1. ## Solving a Quartic

Solve the equation x^4 - 2x^2 +1 = 0 for x, where x is real. What on earth do i do? How do i start!

2. Originally Posted by theleontan
Solve the equation x^4 - 2x^2 +1 = 0 for x, where x is real. What on earth do i do? How do i start!
note that the quartic will factor ...

$\displaystyle x^4 - 2x^2 + 1 = (x^2 - 1)^2$

3. If you were not able to recognise what Skeeter posted straight away, notice that if you let $\displaystyle \displaystyle X = x^2$, then your equation becomes

$\displaystyle \displaystyle X^2 - 2X + 1 = 0$

which is an easy quadratic to solve. Once you have $\displaystyle \displaystyle X$ you can find $\displaystyle \displaystyle x$.

4. Originally Posted by Prove It
If you were not able to recognise what Skeeter posted straight away, notice that if you let $\displaystyle \displaystyle X = x^2$, then your equation becomes

$\displaystyle \displaystyle X^2 - 2X + 1 = 0$

which is an easy quadratic to solve. Once you have $\displaystyle \displaystyle X$ you can find $\displaystyle \displaystyle x$.
I still dont get how you went from my equation to what you have up there ^.
Thanks

5. Originally Posted by theleontan
Solve the equation x^4 - 2x^2 +1 = 0 for x, where x is real.
Let's try again...

_Data entries_.

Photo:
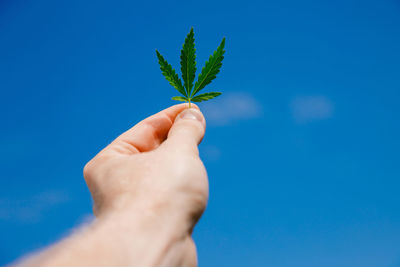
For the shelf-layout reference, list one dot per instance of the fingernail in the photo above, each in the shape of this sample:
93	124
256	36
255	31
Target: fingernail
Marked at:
191	114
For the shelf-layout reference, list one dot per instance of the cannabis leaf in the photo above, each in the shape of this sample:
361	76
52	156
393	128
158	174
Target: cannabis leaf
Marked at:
188	68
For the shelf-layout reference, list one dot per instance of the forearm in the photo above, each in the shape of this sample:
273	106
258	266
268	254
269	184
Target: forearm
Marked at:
125	238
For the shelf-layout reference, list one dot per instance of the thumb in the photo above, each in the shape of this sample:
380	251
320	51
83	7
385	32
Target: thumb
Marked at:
187	131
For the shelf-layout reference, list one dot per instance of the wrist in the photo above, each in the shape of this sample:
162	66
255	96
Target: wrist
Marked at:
146	236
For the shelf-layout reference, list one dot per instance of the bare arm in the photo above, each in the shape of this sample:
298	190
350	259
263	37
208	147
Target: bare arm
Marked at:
149	187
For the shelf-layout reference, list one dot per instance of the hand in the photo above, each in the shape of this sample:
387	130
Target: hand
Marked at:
153	167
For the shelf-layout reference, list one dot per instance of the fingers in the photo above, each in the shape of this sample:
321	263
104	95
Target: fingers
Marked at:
187	131
149	133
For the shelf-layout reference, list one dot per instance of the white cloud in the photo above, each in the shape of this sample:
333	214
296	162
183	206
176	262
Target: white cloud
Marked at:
231	107
31	209
311	108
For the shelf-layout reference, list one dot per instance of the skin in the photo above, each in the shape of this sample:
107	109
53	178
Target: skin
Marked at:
149	188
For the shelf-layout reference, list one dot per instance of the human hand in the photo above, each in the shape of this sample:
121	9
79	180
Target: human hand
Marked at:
153	167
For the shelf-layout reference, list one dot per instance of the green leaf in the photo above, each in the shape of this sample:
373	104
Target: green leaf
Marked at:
188	62
205	96
210	69
170	74
180	98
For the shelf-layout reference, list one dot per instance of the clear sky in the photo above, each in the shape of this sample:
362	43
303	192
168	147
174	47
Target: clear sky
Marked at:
302	148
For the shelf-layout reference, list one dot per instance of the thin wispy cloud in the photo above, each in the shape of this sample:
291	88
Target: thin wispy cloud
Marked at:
210	153
307	109
231	107
31	209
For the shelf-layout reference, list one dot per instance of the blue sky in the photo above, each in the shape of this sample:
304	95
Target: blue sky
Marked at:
302	149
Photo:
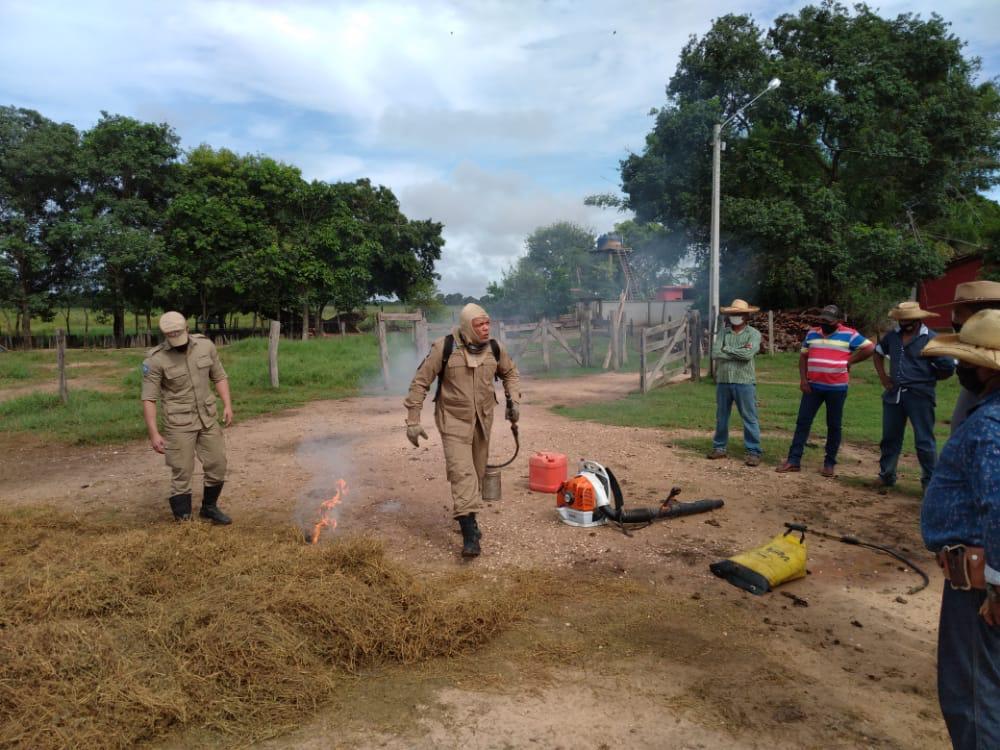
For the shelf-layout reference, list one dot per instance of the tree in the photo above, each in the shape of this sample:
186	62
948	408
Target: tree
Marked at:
37	192
212	223
129	171
878	126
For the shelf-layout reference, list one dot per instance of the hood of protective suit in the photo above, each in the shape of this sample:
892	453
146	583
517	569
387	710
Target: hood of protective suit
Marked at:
474	355
469	313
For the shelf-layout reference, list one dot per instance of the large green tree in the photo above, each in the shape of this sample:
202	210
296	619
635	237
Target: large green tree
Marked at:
878	127
38	188
129	171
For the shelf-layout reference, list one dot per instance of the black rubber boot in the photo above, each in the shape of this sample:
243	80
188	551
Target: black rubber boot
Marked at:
210	507
181	506
470	535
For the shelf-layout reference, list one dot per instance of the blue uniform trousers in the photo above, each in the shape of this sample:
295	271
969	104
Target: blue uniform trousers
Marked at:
968	671
808	408
745	397
919	409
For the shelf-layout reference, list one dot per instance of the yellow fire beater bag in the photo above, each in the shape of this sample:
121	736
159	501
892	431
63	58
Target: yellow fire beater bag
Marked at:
761	569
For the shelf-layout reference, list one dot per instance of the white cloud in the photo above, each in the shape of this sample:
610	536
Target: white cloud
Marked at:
487	217
492	117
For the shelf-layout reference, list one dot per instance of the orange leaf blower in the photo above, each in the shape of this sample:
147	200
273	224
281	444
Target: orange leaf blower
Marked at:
593	498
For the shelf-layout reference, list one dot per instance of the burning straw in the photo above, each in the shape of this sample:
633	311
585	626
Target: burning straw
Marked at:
111	636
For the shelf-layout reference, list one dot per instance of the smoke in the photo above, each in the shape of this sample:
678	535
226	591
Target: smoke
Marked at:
403	362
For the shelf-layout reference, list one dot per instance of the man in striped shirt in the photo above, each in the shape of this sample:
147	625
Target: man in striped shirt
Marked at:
824	363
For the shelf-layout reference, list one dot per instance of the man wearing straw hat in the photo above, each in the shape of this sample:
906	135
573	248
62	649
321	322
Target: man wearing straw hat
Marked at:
736	381
960	521
970	298
910	390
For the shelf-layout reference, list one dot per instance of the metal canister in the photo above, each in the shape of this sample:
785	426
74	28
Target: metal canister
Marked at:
491	485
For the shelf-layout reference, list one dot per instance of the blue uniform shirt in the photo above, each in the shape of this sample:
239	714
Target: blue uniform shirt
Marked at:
908	370
962	502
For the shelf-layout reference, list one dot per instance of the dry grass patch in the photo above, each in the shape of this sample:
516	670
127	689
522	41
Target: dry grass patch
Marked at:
111	635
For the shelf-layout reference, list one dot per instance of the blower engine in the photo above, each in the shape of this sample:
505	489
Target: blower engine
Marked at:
593	497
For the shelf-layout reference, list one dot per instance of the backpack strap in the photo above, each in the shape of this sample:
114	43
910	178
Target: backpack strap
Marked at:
449	347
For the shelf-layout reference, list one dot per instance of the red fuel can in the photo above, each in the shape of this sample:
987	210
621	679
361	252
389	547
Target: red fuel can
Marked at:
546	471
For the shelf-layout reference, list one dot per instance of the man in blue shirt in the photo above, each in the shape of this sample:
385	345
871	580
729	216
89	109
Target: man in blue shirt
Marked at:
960	521
910	390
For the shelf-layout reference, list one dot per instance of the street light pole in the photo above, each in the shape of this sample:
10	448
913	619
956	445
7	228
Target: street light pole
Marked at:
713	284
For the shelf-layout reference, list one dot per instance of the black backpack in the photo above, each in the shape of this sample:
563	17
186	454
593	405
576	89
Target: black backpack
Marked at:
449	347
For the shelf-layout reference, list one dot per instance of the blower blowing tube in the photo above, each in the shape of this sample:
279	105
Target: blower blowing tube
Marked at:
668	509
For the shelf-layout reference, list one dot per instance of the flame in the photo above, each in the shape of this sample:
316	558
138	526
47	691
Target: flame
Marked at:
324	515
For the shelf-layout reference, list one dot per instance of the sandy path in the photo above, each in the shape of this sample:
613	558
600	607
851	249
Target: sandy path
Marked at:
855	668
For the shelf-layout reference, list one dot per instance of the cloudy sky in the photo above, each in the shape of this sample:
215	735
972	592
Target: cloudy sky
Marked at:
492	117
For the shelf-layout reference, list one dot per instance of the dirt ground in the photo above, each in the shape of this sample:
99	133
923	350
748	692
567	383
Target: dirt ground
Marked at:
642	647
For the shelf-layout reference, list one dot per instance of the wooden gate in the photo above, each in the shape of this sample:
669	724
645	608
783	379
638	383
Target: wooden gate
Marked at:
668	344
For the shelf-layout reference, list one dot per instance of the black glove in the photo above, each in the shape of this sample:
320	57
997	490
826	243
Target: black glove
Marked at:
414	432
513	412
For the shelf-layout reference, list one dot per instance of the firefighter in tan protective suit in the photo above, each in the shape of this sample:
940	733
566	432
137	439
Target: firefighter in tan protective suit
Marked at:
463	409
179	372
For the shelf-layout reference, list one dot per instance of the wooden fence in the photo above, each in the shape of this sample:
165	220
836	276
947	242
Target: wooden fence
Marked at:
668	344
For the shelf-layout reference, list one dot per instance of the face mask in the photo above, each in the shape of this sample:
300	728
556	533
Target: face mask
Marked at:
968	378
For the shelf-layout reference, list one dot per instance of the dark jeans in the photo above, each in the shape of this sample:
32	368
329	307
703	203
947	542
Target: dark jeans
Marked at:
968	671
808	407
920	411
745	397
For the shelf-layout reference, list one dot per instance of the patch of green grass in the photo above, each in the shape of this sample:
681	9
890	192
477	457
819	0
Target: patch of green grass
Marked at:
691	405
309	370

_Tasks to perform_.
- a) Put this sentence from the quartic thread into Spanish: "Solve the equation x^4 - 2x^2 +1 = 0 for x, where x is real."
- b) In the quartic thread, what substitution does the third post propose, and what equation does it produce?
- c) Carry the forum thread on solving the quartic forward from its last post, "Let's try again..."

_Results in order_.
- a) Resuelve la ecuación x^4 - 2x^2 +1 = 0 para x, donde x es real.

- b) Letting X = x^2, which turns the equation into X^2 - 2X + 1 = 0.

- c)
let u = x^2 ; then your equation becomes: u^2 - 2u + 1 = 0
Are you saying you can't follow that?

6. Originally Posted by theleontan
I still dont get how you went from my equation to what you have up there ^.
Thanks
Let's look at your original equation:

$\displaystyle x^4 - 2x^2 +1 = 0$

note that $\displaystyle x^4=(x^2)^2$

This means that your original equation can be rewritten as

$\displaystyle (x^2)^2- 2(x^2) +1 = 0$

What Prove It did was to substitute $\displaystyle x^2$ for $\displaystyle X$.
If you substitute $\displaystyle x^2$ for $\displaystyle X$ in the equation above,
you will get this:

$\displaystyle (X)^2- 2(X) +1 = 0$

This equation can be solved for $\displaystyle X$ with the quadratic formula, as it's a quadratic equation with $\displaystyle X$ as an unknown, and as we know that $\displaystyle X$ stands for $\displaystyle x^2$, this means that If we know $\displaystyle X$ we can get that $\displaystyle x=\pm \sqrt{X}$, and then solve for $\displaystyle x$ when we have figured out $\displaystyle X$.

7. This is a longer method but the more ways you know how to do something the better! Alternatively, the factor theorem could be used.

Subbing x = 1 into the quartic gives you 0 so x-1 is a factor. Using long division we can get a cubic answer. Using the factor theorem again on that will get you a factorisable quadratic.

Then you will have 4 factors!